= Passage to read =
* START *
Question:medium

Two wires are joined together and elongated with force as shown in the figure. If \( \dfrac{Y_1}{Y_2} = \dfrac{20}{11} \), find \( \dfrac{\ell_1}{\ell_2} \) so that they have same elongation.

Updated On: Apr 8, 2026
  • \( \frac{11}{20} \)
  • \( \frac{20}{11} \)
  • \( \frac{11}{10} \)
  • \( \frac{10}{11} \)
Show Solution

The Correct Option is B

Solution and Explanation

Step 1: Understanding the Concept:
When two wires are connected end-to-end (in series) and pulled, the same force (tension) acts on both. By applying Hooke's Law for elasticity, we can relate their elongations to their original lengths and Young's moduli.
* END *
= Directive A =
In the wire elongation problem, rewrite the text starting with "Show Solution" and going on through "and Young's moduli.", swapping "end-to-end" for "one after the other".
= Directive B =
Does the wire elongation problem support each statement below? Answer yes or no for each, and quote the words that decide it.
(i) The page gives the correct option as B.
(ii) When the two wires are joined in series and pulled, a different force acts on each wire.
(iii) The page was updated on Apr 8, 2026.

= Provided records =
* START *
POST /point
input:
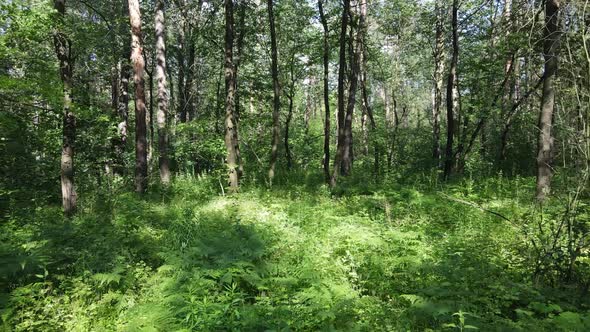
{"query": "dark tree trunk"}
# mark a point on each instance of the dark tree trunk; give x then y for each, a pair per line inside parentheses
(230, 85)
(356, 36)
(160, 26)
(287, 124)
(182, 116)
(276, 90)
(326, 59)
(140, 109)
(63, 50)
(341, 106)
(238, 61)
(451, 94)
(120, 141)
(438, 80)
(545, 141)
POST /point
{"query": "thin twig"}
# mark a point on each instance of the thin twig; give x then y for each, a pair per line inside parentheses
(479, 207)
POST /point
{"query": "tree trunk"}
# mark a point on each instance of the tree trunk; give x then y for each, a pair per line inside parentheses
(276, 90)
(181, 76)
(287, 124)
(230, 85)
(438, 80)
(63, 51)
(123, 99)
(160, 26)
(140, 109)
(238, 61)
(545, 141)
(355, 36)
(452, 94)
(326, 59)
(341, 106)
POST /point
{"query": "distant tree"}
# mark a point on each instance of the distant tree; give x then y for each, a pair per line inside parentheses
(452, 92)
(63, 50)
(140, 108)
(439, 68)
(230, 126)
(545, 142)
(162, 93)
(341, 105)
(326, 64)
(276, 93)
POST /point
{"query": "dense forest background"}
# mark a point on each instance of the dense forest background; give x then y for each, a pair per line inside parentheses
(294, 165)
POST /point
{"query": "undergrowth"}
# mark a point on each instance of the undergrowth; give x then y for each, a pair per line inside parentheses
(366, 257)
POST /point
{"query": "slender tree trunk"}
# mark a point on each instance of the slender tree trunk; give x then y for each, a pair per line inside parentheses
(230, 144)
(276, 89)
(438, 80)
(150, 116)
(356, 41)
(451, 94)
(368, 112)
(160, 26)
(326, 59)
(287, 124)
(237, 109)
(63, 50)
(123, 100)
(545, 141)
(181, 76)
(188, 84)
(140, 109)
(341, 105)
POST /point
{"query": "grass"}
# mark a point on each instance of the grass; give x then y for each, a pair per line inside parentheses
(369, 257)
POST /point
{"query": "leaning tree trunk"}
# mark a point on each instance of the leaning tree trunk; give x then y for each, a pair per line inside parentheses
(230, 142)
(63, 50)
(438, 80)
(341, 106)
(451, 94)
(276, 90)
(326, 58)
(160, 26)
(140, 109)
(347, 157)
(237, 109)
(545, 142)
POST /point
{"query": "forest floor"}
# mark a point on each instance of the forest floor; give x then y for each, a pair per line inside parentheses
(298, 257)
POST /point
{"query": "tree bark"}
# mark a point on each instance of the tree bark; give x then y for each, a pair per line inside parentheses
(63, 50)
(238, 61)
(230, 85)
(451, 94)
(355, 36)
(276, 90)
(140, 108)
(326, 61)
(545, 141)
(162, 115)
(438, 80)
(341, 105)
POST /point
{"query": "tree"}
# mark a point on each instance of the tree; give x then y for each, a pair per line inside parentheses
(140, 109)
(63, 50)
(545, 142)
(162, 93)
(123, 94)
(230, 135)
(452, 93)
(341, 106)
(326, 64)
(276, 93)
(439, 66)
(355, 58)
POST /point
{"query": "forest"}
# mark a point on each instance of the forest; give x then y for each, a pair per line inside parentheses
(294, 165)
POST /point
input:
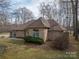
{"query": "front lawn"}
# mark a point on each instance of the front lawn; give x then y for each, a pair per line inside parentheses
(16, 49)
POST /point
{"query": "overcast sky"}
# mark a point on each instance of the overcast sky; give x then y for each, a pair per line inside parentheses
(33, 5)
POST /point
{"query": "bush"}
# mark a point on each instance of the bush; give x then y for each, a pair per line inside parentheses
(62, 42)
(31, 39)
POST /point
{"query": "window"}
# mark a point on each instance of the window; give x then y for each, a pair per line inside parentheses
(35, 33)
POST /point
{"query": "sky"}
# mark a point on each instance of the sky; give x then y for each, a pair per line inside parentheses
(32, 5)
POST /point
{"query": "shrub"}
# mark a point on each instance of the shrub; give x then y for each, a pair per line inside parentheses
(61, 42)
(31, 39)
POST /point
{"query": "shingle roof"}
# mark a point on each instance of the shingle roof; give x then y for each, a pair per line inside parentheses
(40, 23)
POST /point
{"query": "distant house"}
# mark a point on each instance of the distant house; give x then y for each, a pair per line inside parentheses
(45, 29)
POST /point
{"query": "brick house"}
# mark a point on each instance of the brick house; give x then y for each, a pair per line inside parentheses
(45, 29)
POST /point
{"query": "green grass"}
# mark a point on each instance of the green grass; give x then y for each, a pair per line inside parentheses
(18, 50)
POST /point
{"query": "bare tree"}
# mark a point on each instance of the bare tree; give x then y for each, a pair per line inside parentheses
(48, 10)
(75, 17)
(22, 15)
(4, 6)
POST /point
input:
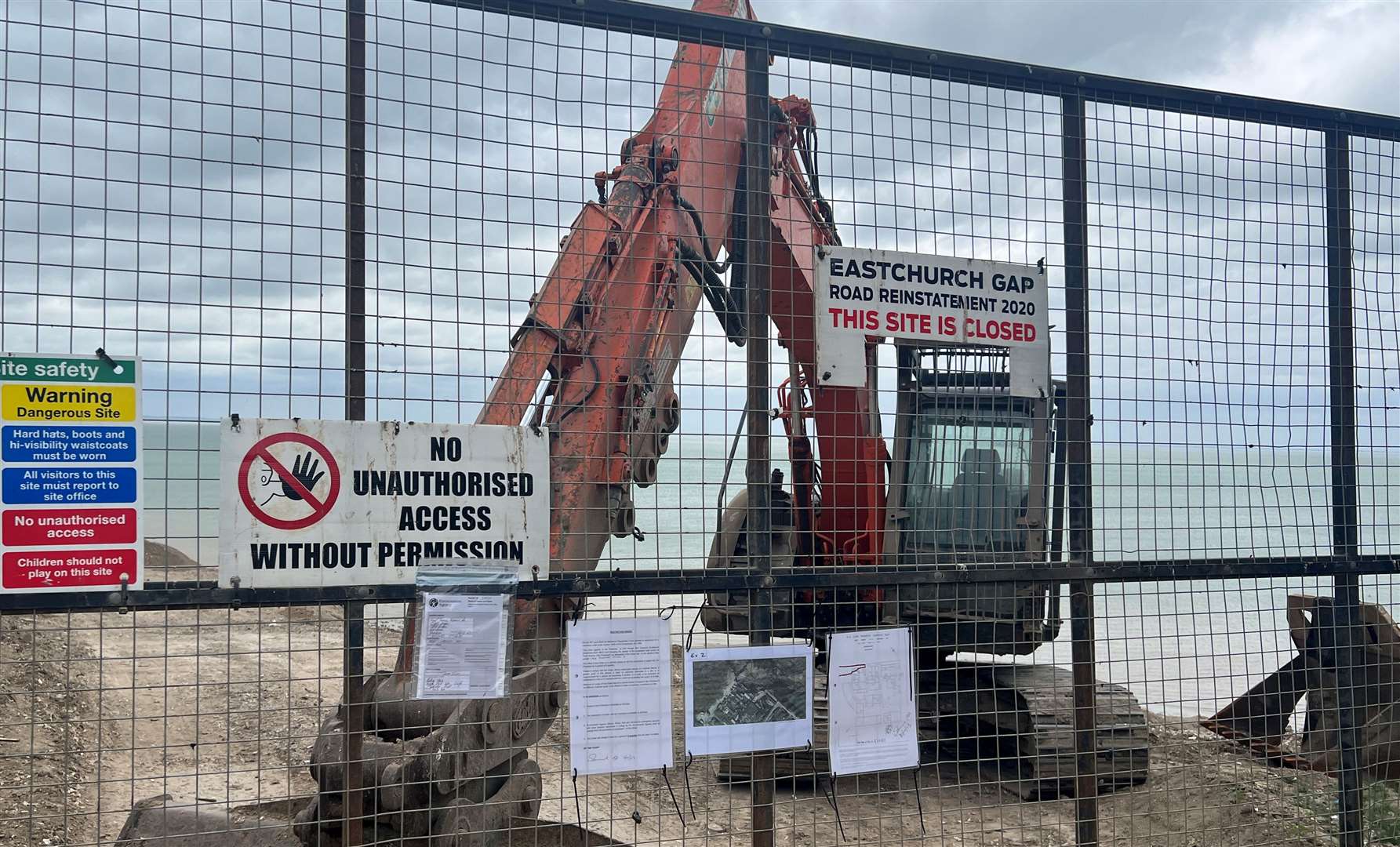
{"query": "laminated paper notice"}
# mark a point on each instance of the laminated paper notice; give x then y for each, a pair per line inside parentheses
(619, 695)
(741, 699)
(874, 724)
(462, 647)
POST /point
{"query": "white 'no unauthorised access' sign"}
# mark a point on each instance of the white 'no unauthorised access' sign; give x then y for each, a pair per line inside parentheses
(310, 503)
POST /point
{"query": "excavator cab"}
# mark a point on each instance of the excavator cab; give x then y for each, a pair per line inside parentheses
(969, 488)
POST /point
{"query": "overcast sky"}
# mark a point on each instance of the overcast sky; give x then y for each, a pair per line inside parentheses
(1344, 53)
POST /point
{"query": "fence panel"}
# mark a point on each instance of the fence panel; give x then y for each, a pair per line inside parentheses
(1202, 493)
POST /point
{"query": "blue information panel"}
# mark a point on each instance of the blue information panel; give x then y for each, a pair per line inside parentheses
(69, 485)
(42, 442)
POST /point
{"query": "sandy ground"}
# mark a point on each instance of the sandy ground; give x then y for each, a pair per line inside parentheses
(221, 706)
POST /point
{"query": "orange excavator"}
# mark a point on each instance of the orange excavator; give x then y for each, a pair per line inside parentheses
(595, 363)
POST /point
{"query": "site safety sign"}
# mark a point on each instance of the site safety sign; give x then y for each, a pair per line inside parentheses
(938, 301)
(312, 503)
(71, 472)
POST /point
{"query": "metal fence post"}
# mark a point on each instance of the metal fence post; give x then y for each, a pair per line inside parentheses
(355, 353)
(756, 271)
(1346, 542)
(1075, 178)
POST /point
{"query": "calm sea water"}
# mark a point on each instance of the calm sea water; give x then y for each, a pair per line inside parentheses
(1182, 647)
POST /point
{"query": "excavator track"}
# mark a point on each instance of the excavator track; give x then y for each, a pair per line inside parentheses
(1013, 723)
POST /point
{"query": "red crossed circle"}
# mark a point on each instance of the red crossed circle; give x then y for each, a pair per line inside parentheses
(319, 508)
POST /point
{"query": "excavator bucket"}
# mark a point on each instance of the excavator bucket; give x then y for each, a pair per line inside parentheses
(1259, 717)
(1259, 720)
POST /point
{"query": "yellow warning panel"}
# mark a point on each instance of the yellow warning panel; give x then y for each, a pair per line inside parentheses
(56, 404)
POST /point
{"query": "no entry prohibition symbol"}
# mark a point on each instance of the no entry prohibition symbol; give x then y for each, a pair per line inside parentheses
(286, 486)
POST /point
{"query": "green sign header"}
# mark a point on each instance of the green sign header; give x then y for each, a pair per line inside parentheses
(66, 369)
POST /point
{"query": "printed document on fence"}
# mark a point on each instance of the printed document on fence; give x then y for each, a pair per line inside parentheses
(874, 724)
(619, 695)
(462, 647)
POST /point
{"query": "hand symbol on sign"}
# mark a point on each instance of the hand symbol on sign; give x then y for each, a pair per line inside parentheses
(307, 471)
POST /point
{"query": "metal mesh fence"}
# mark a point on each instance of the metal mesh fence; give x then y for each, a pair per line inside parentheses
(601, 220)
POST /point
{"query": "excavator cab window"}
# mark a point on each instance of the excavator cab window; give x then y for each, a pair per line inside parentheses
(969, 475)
* END *
* START *
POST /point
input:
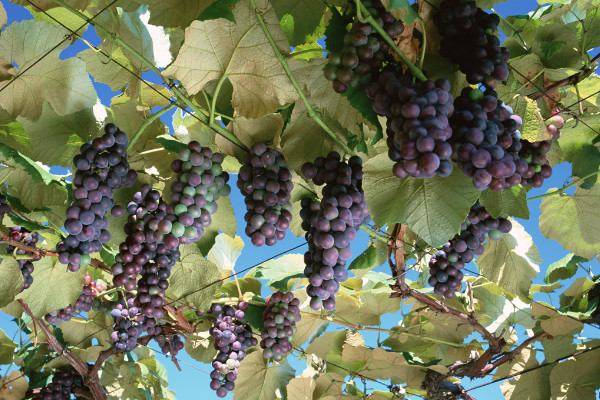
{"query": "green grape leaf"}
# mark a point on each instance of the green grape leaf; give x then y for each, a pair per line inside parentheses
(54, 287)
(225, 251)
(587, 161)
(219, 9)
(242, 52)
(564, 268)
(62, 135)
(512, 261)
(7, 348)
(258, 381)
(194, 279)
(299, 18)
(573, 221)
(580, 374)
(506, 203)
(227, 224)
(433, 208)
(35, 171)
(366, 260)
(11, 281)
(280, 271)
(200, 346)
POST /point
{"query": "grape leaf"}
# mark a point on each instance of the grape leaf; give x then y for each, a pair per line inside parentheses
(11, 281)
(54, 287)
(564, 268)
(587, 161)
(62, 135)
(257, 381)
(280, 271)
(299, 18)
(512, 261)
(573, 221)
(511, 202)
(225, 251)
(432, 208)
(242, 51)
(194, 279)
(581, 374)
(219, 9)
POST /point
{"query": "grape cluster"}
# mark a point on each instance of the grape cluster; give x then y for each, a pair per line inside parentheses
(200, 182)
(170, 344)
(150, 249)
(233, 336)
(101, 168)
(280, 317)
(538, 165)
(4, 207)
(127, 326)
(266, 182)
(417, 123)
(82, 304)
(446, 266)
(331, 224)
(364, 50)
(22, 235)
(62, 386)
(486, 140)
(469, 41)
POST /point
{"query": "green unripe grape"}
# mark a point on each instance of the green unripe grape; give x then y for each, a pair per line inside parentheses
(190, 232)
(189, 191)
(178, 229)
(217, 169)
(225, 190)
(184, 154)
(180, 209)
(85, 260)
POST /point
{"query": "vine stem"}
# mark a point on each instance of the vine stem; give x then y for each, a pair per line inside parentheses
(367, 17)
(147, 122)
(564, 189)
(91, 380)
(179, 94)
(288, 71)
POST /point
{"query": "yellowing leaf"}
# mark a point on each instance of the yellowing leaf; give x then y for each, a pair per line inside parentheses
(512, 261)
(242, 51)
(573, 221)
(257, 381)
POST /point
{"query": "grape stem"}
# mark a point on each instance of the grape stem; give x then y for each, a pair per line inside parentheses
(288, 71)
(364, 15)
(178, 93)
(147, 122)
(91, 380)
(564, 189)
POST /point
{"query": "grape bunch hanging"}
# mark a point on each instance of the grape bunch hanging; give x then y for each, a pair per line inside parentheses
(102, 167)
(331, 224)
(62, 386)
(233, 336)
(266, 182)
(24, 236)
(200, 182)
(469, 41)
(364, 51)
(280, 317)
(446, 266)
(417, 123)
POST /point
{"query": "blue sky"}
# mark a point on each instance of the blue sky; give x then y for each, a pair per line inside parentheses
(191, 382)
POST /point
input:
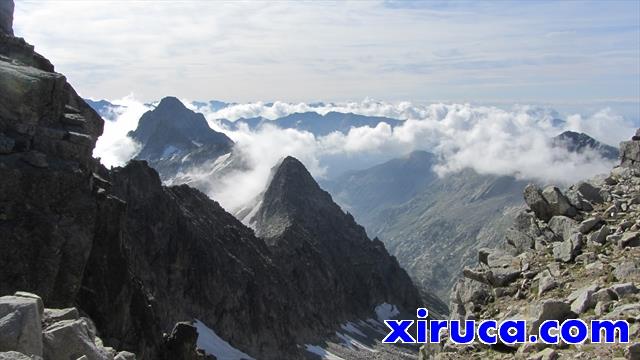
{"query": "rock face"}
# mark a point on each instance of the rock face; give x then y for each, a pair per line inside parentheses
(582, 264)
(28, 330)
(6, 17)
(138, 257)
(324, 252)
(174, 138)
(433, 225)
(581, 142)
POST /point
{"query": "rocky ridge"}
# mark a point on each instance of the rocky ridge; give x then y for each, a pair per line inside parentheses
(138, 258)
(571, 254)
* END *
= Worked solution A =
Show Solution

The Correct Option is B

Solution and Explanation

Step 1: Understanding the Concept:
When two wires are connected one after the other (in series) and pulled, the same force (tension) acts on both. By applying Hooke's Law for elasticity, we can relate their elongations to their original lengths and Young's moduli.

= Worked solution B =
(i) Yes: "The Correct Option is B"
(ii) No: "the same force (tension) acts on both"
(iii) Yes: "Updated On: Apr 8, 2026"